> _EXCERPTED PASSAGE_:
Special Report

‘Recycling Was Always Last. Someone Moved It To The Front’

In this incisive and insightful article penned exclusively for Textile Insights, Mansi Bihani writes that the carbon footprint of recycling is not zero, it is simply lower than producing virgin material from scratch, which is a meaningful difference but not the same as being without cost.

On World Environment Day, it is worth asking what we were actually taught and what was done with it since.
Most of us learnt it early. Reduce. Reuse. Recycle. It was on classroom walls, in school projects, printed on the back of packaging. Recycling felt like the right response to an environmental problem – visible, actionable, something a child could do. You separated your paper from your plastic. You put the bottle in the correct bin. You were participating.

That instinct was not wrong. Recycling does recover material. It does reduce some demand for virgin resource. It is better than landfill. The problem is not what recycling is. The problem is what it became and over time, that understanding quietly shifted.

Open any major apparel brand’s website today. Somewhere in the product description, sometimes as a badge, sometimes as a headline, you will find it: Made from 30% recycled content. Part of our circular collection. Made with recycled fibres. The label is real. The implication attached to it that buying this product is an environmental act, that the percentage is a kind of permission is not.

This is what has happened to recycling over the past two decades. It was taken from the end of a carefully ordered sequence, placed at the front of a marketing strategy and often used to support production models that the original hierarchy was designed to question. A consumption permit dressed in the language of environmental responsibility.

The recycled polyester example makes this concrete. A PET bottle can become another PET bottle almost indefinitely, the chemistry of bottle-to-bottle recycling is mature and commercially viable. The moment that bottle becomes a polyester garment, it passes through dyeing, blending, chemical finishing, and mechanical processing that makes recovery to bottle-grade material practically impossible. The bottle has permanently left its closed loop. The recycled content claim on the garment is accurate. The circularity claim is not. These are different statements, and the industry uses them as though they are the same.

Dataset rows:
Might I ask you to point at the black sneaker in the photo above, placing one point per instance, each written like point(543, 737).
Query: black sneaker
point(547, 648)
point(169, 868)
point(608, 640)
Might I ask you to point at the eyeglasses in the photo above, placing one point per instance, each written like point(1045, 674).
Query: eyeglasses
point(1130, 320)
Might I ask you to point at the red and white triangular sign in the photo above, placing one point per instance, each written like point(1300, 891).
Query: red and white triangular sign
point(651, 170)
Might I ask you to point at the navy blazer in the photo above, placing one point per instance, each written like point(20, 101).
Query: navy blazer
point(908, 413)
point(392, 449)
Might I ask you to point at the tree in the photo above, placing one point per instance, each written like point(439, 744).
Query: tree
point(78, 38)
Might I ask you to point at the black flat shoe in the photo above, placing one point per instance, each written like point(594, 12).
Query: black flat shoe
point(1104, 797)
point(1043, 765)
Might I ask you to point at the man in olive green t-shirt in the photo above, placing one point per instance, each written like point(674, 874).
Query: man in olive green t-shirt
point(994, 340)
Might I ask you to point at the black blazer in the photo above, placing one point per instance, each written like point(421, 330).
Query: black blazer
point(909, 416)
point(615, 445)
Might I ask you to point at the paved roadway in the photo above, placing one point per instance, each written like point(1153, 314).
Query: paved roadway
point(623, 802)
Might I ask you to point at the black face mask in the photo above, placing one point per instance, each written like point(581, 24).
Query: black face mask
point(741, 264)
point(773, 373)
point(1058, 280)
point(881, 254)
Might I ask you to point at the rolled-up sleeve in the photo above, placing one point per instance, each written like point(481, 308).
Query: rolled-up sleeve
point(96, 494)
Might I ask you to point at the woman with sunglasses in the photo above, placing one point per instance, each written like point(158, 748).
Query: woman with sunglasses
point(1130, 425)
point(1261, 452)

> _TASK INSTRUCTIONS_:
A - Could you transcribe the stretch of the recycling article from "That instinct was" through "understanding quietly shifted."?
B - Can you write the next part of the recycling article, picking up after its final sentence?
The records aren't needed for any of this.

> _EXERCISE RESPONSES_:
A -
That instinct was not wrong. Recycling does recover material. It does reduce some demand for virgin resource. It is better than landfill. The problem is not what recycling is. The problem is what it became and over time, that understanding quietly shifted.

B -
But the deeper problem is not even that recycling is imperfect. It is that recycling was never designed to be the first response. There was a reason it appeared at the end of the hierarchy — and that reason is worth stating plainly, because it has been quietly forgotten.

Expanded sustainability frameworks often place waste management within a broader sequence: Refuse, Reduce, Reuse, Repair, Repurpose, Remanufacture, and finally Recycle. The order is not arbitrary, and it is not a ranking of moral virtue. It is a ranking of resource efficiency – environmental, social and material. Each step higher in the sequence saves more than the one below it, because it works with what already exists rather than processing what has already been wasted.

Refusing an unnecessary product preserves everything embedded in the material that was never extracted – the water, the energy, the land, the labour. Nothing has to be recovered because nothing was spent. Reducing consumption extends the value already created without consuming additional input. Reusing a garment costs nothing in new resource, the object moves, the material stays in use, the system does not have to process anything. Repairing it extends that logic further. Each of these interventions is cheaper to run, lower in environmental cost, and higher in recovered value than any downstream recovery process.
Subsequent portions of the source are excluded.